To be done:
Pick out every line of the data below that contains the word "chimney", and copy each one.

Dataset content:

>> START

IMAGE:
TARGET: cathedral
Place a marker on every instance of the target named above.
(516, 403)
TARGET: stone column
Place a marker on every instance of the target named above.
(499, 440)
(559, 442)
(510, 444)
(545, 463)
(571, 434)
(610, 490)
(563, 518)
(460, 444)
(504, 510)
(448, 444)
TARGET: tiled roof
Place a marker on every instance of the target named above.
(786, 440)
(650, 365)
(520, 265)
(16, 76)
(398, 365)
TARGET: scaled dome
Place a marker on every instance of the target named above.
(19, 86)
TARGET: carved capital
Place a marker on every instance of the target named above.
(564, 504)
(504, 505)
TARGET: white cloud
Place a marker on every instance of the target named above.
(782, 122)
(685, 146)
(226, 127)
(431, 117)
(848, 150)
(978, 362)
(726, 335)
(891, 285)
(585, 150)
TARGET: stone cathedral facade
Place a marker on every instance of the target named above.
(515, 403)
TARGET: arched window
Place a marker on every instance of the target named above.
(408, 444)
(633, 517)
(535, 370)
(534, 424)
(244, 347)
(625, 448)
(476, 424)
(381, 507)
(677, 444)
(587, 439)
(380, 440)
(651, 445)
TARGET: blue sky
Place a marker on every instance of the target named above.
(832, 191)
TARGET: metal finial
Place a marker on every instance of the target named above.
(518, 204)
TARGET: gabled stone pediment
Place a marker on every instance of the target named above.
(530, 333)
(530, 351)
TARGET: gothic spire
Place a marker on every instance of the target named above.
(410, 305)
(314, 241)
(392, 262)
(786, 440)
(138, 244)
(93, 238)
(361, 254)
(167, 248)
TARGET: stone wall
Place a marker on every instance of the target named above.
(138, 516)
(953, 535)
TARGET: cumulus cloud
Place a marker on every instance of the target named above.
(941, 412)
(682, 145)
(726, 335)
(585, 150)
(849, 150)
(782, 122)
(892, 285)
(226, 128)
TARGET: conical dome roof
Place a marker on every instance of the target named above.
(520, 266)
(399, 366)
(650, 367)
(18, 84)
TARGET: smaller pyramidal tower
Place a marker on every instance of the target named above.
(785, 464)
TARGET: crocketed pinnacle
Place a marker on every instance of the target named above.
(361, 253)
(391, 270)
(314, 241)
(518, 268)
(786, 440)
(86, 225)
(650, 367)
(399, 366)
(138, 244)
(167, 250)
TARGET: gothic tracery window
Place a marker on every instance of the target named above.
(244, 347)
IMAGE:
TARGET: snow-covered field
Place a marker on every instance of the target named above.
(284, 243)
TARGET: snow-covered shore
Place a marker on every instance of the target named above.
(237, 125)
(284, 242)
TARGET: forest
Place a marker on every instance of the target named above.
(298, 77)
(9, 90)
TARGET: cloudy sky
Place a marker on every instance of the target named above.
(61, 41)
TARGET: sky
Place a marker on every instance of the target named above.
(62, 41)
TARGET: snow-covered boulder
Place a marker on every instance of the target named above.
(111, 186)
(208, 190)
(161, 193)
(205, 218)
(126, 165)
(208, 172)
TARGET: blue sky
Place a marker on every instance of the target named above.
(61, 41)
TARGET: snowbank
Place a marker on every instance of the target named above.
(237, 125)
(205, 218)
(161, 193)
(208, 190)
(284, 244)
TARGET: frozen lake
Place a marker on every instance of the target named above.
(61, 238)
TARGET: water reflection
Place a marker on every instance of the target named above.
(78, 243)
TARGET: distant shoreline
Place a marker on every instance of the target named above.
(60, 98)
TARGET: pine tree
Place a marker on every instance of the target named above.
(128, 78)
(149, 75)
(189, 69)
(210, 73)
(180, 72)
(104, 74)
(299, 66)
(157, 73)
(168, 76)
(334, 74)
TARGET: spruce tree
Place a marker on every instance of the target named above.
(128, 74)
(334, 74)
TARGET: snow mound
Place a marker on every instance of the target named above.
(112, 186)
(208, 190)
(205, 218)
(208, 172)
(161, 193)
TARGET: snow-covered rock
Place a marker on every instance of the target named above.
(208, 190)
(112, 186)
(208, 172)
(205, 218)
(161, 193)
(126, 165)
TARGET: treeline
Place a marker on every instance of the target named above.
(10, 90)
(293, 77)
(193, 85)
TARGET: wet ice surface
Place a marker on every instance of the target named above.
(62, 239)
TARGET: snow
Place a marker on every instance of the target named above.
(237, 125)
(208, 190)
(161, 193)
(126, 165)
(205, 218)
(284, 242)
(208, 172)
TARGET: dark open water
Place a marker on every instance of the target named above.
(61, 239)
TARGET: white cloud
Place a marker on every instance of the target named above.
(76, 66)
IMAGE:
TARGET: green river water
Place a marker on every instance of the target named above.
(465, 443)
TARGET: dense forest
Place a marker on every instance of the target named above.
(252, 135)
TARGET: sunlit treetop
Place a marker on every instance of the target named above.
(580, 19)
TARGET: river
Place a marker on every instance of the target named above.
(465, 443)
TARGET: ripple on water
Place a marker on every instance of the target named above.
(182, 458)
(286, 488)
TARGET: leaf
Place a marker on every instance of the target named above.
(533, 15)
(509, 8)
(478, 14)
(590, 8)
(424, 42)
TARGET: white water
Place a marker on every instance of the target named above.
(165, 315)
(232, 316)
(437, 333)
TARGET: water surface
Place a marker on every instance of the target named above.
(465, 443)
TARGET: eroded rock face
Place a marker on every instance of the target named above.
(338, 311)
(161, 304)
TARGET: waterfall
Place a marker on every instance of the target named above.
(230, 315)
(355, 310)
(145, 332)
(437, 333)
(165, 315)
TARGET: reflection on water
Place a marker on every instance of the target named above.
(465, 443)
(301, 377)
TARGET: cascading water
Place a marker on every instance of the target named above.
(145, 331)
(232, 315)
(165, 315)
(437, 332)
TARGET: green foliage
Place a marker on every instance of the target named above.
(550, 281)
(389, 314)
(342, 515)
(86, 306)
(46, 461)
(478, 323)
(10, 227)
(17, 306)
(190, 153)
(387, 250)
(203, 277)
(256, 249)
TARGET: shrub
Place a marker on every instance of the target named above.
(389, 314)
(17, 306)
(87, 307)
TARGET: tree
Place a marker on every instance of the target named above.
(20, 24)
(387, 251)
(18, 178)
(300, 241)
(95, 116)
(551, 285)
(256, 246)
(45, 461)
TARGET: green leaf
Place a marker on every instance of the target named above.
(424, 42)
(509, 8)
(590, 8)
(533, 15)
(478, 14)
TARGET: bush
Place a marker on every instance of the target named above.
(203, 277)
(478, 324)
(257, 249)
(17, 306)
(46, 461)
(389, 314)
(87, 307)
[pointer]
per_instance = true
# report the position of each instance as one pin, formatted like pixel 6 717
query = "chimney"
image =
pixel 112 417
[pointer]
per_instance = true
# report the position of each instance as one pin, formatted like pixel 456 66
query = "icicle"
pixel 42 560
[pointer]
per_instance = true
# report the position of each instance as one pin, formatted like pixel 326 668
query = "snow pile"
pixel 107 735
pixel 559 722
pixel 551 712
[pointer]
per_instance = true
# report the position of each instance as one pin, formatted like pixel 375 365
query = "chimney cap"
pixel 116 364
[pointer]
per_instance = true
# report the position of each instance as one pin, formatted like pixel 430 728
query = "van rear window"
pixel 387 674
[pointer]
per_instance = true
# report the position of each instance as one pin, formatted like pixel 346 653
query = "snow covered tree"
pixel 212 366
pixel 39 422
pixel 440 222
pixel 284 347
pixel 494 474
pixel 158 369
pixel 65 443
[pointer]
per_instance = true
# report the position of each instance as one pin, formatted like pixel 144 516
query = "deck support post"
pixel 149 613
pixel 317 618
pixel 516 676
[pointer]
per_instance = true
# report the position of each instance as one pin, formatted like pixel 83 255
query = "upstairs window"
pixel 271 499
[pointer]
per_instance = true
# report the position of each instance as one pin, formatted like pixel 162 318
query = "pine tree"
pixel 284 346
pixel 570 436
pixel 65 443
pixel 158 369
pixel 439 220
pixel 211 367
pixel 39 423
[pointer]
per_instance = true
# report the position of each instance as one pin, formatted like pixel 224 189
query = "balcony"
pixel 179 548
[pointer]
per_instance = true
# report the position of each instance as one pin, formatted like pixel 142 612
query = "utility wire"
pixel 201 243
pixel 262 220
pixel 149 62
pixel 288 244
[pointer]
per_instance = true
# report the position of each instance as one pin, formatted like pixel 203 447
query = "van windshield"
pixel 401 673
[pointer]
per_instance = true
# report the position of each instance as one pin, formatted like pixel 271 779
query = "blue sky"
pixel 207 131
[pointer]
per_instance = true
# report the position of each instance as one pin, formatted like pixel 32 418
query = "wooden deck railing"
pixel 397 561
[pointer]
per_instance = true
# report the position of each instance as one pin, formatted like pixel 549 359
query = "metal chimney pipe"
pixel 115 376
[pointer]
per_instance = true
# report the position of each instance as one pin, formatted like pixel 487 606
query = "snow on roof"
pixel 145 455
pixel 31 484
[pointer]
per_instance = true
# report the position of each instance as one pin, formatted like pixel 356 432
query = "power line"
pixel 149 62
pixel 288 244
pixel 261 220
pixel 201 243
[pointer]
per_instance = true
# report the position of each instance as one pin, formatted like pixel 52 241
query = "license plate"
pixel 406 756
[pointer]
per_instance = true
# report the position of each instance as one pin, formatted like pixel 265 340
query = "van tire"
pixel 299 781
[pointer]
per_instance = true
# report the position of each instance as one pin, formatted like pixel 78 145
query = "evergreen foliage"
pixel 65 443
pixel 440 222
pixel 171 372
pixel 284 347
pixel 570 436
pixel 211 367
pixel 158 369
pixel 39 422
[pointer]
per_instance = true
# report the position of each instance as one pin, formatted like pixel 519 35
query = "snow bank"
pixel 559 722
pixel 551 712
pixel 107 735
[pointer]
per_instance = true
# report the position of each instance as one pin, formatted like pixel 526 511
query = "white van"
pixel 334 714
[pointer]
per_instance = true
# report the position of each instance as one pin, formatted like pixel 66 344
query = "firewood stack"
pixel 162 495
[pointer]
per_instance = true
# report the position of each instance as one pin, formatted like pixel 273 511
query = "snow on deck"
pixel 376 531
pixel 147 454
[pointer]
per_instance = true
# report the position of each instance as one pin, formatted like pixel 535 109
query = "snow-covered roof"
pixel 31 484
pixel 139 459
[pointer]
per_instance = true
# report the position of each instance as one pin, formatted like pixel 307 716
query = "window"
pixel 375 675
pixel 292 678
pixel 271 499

>> END

Written answer:
query = "chimney"
query = "chimney cap"
query = "metal chimney pipe"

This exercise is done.